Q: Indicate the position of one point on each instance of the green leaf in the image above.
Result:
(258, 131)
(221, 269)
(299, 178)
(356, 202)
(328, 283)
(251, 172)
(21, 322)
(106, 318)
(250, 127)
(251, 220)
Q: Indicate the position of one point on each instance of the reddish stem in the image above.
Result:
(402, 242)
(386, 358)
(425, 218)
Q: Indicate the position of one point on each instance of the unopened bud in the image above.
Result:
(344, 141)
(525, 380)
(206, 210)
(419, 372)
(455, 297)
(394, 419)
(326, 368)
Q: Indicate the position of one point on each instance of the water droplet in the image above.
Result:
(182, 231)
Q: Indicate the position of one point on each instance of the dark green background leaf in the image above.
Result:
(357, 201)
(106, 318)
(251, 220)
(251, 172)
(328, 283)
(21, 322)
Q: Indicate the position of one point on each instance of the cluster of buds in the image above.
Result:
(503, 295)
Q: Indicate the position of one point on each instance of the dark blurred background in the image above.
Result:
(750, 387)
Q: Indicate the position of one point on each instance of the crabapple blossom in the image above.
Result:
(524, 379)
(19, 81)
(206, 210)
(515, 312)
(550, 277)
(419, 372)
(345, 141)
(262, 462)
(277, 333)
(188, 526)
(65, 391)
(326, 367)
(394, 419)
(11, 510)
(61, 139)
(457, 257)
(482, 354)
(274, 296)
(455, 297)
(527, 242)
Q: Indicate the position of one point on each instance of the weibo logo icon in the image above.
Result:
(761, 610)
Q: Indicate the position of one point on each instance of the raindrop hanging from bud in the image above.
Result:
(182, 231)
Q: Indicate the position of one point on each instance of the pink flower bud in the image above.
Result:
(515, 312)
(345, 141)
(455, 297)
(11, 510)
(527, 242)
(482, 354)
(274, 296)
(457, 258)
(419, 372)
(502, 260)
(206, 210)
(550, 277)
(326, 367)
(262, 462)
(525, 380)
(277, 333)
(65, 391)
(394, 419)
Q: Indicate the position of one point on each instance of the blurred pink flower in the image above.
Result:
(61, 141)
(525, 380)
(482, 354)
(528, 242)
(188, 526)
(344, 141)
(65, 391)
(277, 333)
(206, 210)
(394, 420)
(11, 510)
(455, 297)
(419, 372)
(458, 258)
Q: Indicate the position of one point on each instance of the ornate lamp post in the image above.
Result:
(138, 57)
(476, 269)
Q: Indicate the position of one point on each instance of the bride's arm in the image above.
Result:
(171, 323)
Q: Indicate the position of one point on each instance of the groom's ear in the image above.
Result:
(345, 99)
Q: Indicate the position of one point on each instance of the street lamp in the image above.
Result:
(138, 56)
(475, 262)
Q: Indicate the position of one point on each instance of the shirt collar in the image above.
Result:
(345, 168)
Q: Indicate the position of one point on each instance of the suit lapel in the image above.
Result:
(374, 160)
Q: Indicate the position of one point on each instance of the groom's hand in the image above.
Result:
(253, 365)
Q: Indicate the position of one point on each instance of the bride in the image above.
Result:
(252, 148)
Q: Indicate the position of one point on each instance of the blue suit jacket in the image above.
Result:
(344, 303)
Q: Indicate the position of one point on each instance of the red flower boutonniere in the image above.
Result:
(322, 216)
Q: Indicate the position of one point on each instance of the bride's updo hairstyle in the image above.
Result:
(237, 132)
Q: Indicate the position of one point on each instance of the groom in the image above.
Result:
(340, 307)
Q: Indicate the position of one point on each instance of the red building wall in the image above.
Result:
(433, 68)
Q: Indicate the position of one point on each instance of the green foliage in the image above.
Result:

- [About this exercise] From start to finish, retype the records above with complete accuracy.

- [Solved problem]
Q: Indicate the position of one point on each instance of the green leaf in the image above.
Result:
(258, 131)
(221, 269)
(299, 178)
(356, 202)
(328, 283)
(251, 172)
(21, 322)
(106, 318)
(250, 127)
(251, 220)
Q: Indicate the position of one point on each instance of the reddish stem in the image above.
Result:
(402, 242)
(386, 358)
(425, 218)
Q: Indicate the position of one point on each instance of the unopened bud in the image above.
Result:
(344, 141)
(525, 380)
(206, 210)
(419, 372)
(455, 297)
(394, 419)
(326, 368)
Q: Indicate the position of one point on each instance of the water droplet in the image above.
Result:
(182, 231)
Q: Indicate the position of one point on each instance of the dark green background leaf in the image above.
Result:
(357, 201)
(106, 318)
(251, 220)
(251, 172)
(328, 283)
(21, 322)
Q: Indicate the position of one point on each instance of the cluster of buds in the image above.
Result:
(503, 295)
Q: Indicate the position of one point on each instance of the dark blurred background in the image above.
Result:
(750, 387)
Q: Indicate the position of one point on each instance of the crabapple blossom in the image above.
Result:
(524, 379)
(19, 81)
(206, 210)
(515, 312)
(550, 277)
(419, 372)
(345, 141)
(262, 462)
(277, 333)
(188, 526)
(65, 391)
(326, 367)
(394, 419)
(11, 510)
(61, 139)
(457, 257)
(482, 354)
(274, 296)
(455, 297)
(527, 242)
Q: Indicate the position of one point on each instance of the weibo logo icon in the image above.
Result:
(761, 610)
Q: Indicate the position of one point on each instance of the raindrop hanging from bud in the image above.
Result:
(182, 231)
Q: Indicate the position of one point on each instance of the pink flower bud in the image above.
Result:
(515, 312)
(345, 141)
(455, 297)
(11, 510)
(527, 242)
(482, 354)
(274, 296)
(457, 258)
(419, 372)
(502, 260)
(206, 210)
(550, 277)
(326, 367)
(262, 462)
(525, 380)
(277, 333)
(65, 391)
(394, 419)
Q: Indicate the position of one point on each instance of the blurred pink flower in the image above.
Result:
(61, 141)
(525, 380)
(482, 354)
(528, 242)
(188, 526)
(344, 141)
(65, 391)
(277, 333)
(206, 210)
(394, 420)
(11, 510)
(455, 297)
(419, 372)
(458, 258)
Q: Indicate the position of one point on each instance of the ornate lamp post in the image above.
Result:
(138, 57)
(476, 269)
Q: Indicate the position of one point on each instance of the bride's arm in the image above.
Result:
(171, 323)
Q: Indicate the position of one point on each instance of the groom's ear in the image above.
Result:
(345, 99)
Q: Indicate the position of one point on each instance of the street lamp in the image above.
Result:
(138, 56)
(475, 262)
Q: Indicate the position of one point on each instance of the shirt collar in the image above.
Result:
(345, 168)
Q: Indicate the position of one point on each instance of the suit lapel in the image above.
Result:
(374, 160)
Q: Indicate the position of one point on each instance of the groom's hand in the image above.
Result:
(253, 365)
Q: Indicate the position of one point on each instance of the bride in the image above.
Result:
(252, 148)
Q: Indicate the position of one point on each instance of the blue suit jacket in the image above.
Result:
(344, 303)
Q: Indicate the position of one point on each instance of the red flower boutonniere in the image above.
Result:
(322, 216)
Q: Indicate the position of one point on each instance of the bride's updo hairstyle in the image above.
Result:
(237, 132)
Q: Indicate the position of one point on each instance of the groom in the image above.
Result:
(340, 307)
Q: Indicate the position of one point on each instance of the red building wall in the image above.
Result:
(433, 68)
Q: Indicate the position of one point on each instance of the green foliage in the image above.
Result:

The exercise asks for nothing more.